[Written instruction]
Rename every "Target" to "Label" and reproduce the material with no other changes.

===== Material provided

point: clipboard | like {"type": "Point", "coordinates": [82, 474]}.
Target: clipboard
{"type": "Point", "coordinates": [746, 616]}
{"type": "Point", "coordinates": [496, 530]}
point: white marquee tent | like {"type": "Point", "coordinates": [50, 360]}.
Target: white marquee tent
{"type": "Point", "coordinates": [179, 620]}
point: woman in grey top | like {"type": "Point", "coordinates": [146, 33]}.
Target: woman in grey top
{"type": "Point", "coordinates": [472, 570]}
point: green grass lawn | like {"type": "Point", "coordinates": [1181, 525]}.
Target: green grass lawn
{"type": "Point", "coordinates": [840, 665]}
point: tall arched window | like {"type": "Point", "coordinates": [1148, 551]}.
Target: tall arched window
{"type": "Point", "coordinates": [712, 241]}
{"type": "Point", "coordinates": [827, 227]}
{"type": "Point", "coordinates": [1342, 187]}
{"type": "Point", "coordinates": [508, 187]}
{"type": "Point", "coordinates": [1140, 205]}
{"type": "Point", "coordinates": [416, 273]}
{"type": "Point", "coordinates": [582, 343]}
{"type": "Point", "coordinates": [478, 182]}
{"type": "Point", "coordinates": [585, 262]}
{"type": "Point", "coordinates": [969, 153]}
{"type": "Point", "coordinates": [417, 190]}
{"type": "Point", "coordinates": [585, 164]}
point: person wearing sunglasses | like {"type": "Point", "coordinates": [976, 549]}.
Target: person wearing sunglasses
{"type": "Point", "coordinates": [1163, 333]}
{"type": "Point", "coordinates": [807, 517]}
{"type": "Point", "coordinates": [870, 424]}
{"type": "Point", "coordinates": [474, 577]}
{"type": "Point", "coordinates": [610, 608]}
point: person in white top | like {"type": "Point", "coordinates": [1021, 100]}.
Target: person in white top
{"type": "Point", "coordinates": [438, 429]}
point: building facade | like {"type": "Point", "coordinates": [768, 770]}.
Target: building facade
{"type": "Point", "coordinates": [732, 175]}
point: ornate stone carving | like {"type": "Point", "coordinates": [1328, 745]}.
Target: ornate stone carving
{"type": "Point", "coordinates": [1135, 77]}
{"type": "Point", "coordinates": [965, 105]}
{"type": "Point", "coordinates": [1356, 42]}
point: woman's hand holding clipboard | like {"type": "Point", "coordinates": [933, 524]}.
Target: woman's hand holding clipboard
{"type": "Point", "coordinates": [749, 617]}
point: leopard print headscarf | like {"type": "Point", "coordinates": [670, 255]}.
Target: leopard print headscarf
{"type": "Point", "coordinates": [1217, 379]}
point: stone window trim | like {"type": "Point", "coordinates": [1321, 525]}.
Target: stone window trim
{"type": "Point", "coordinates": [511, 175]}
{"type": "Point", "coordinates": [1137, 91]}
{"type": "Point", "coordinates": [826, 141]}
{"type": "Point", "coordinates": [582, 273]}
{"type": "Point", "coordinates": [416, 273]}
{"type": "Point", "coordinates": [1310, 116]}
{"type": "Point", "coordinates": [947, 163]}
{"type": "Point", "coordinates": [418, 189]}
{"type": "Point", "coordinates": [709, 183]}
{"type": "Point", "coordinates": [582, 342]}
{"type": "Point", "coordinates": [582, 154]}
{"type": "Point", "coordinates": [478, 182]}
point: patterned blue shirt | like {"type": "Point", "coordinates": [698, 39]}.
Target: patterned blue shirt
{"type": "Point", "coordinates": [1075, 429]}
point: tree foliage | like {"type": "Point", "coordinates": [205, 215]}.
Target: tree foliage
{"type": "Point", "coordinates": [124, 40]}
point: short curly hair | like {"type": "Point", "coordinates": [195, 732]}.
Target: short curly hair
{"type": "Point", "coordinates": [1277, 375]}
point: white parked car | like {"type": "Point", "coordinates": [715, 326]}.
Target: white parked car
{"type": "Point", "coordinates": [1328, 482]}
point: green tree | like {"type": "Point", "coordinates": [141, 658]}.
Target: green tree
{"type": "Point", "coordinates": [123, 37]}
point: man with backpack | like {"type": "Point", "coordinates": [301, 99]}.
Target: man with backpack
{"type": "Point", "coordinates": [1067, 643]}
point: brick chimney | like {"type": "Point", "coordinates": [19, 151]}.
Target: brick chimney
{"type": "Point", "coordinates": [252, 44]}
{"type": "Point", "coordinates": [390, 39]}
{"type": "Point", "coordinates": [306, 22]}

==========

[Exercise result]
point: clipboard | like {"type": "Point", "coordinates": [82, 474]}.
Label: clipboard
{"type": "Point", "coordinates": [746, 616]}
{"type": "Point", "coordinates": [496, 530]}
point: white marquee tent | like {"type": "Point", "coordinates": [50, 360]}.
Label: white marquee tent
{"type": "Point", "coordinates": [179, 620]}
point: woman in grey top | like {"type": "Point", "coordinates": [146, 33]}.
Label: woman in grey top
{"type": "Point", "coordinates": [472, 570]}
point: green grass lawn | like {"type": "Point", "coordinates": [1181, 525]}.
Label: green grass lawn
{"type": "Point", "coordinates": [840, 665]}
point: tall arched window | like {"type": "Point", "coordinates": [1148, 551]}.
Label: tall arched window
{"type": "Point", "coordinates": [712, 241]}
{"type": "Point", "coordinates": [827, 227]}
{"type": "Point", "coordinates": [1342, 187]}
{"type": "Point", "coordinates": [508, 187]}
{"type": "Point", "coordinates": [1140, 205]}
{"type": "Point", "coordinates": [416, 273]}
{"type": "Point", "coordinates": [582, 343]}
{"type": "Point", "coordinates": [478, 182]}
{"type": "Point", "coordinates": [585, 262]}
{"type": "Point", "coordinates": [969, 153]}
{"type": "Point", "coordinates": [417, 190]}
{"type": "Point", "coordinates": [585, 164]}
point: person wearing sunglasses | like {"type": "Point", "coordinates": [976, 549]}.
Label: person wearing sunglasses
{"type": "Point", "coordinates": [1163, 333]}
{"type": "Point", "coordinates": [807, 517]}
{"type": "Point", "coordinates": [870, 424]}
{"type": "Point", "coordinates": [474, 577]}
{"type": "Point", "coordinates": [610, 608]}
point: person in white top | like {"type": "Point", "coordinates": [1021, 100]}.
Label: person in white top
{"type": "Point", "coordinates": [438, 429]}
point: building facade | like {"type": "Point", "coordinates": [768, 770]}.
Label: building facade
{"type": "Point", "coordinates": [732, 175]}
point: ornate stone carving | like {"type": "Point", "coordinates": [1328, 745]}.
Label: ornate stone carving
{"type": "Point", "coordinates": [1135, 77]}
{"type": "Point", "coordinates": [965, 105]}
{"type": "Point", "coordinates": [1356, 42]}
point: woman's hand holding clipboard | like {"type": "Point", "coordinates": [933, 524]}.
Label: woman's hand holding clipboard
{"type": "Point", "coordinates": [749, 617]}
point: leopard print headscarf | like {"type": "Point", "coordinates": [670, 255]}.
Label: leopard print headscarf
{"type": "Point", "coordinates": [1217, 379]}
point: stone window trim | like {"type": "Point", "coordinates": [1321, 525]}.
Label: stone window trim
{"type": "Point", "coordinates": [511, 175]}
{"type": "Point", "coordinates": [1137, 91]}
{"type": "Point", "coordinates": [826, 141]}
{"type": "Point", "coordinates": [582, 273]}
{"type": "Point", "coordinates": [416, 273]}
{"type": "Point", "coordinates": [1310, 116]}
{"type": "Point", "coordinates": [947, 163]}
{"type": "Point", "coordinates": [418, 189]}
{"type": "Point", "coordinates": [709, 183]}
{"type": "Point", "coordinates": [582, 342]}
{"type": "Point", "coordinates": [582, 154]}
{"type": "Point", "coordinates": [478, 182]}
point: patterned blue shirt | like {"type": "Point", "coordinates": [698, 39]}.
Label: patterned blue shirt
{"type": "Point", "coordinates": [1075, 429]}
point: tree foliage | like {"type": "Point", "coordinates": [205, 215]}.
Label: tree foliage
{"type": "Point", "coordinates": [124, 40]}
point: short curly hair | like {"type": "Point", "coordinates": [195, 732]}.
Label: short curly hair
{"type": "Point", "coordinates": [1277, 375]}
point: white parked car | like {"type": "Point", "coordinates": [715, 326]}.
Label: white parked car
{"type": "Point", "coordinates": [1328, 482]}
point: green tree | like {"type": "Point", "coordinates": [141, 658]}.
Label: green tree
{"type": "Point", "coordinates": [123, 37]}
point: man with backpack | like {"type": "Point", "coordinates": [301, 99]}.
Label: man with backpack
{"type": "Point", "coordinates": [1067, 643]}
point: brick chimney | like {"type": "Point", "coordinates": [19, 151]}.
Label: brick chimney
{"type": "Point", "coordinates": [252, 44]}
{"type": "Point", "coordinates": [390, 39]}
{"type": "Point", "coordinates": [306, 22]}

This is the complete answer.